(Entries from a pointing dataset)
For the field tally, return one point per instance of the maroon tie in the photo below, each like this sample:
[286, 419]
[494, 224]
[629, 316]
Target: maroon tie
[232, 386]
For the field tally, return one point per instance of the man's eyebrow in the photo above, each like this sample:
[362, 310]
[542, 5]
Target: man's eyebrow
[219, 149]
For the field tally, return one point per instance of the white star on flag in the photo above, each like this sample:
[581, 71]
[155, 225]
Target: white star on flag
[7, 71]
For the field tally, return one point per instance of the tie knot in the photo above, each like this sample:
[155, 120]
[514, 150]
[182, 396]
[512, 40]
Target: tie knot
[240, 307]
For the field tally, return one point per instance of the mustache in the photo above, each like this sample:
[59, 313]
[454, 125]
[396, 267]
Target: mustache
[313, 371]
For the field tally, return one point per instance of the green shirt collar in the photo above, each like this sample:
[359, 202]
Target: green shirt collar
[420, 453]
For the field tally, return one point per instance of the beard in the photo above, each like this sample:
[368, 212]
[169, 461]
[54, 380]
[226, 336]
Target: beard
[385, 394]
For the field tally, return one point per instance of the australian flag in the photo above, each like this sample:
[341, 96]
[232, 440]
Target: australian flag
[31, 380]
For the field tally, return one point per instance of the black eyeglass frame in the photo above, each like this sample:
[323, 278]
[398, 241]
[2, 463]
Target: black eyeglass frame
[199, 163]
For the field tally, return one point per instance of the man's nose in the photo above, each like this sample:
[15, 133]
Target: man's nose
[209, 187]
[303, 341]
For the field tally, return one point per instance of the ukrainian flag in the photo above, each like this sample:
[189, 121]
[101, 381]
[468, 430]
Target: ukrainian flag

SHORT EXERCISE: Rewrite the stretch from the line containing "of the black" through the end of the entries, requests included. Shift every coordinate in the answers by adding -136, and leave the sample coordinates in the requests unchanged.

SOLUTION BELOW:
For the field tally, return one point per instance of the black eyeglass frame in the photo above, each like this sample:
[323, 278]
[398, 241]
[2, 463]
Target: black eyeglass frame
[63, 27]
For the field tally, return one point per instance of the man's nose in the photo above, each like this sample:
[15, 133]
Target: man's nose
[73, 51]
[167, 205]
For the field tally, return one point per instance of the ukrainian flag in the photo above, each like this sample:
[189, 121]
[101, 381]
[468, 430]
Target: ukrainian flag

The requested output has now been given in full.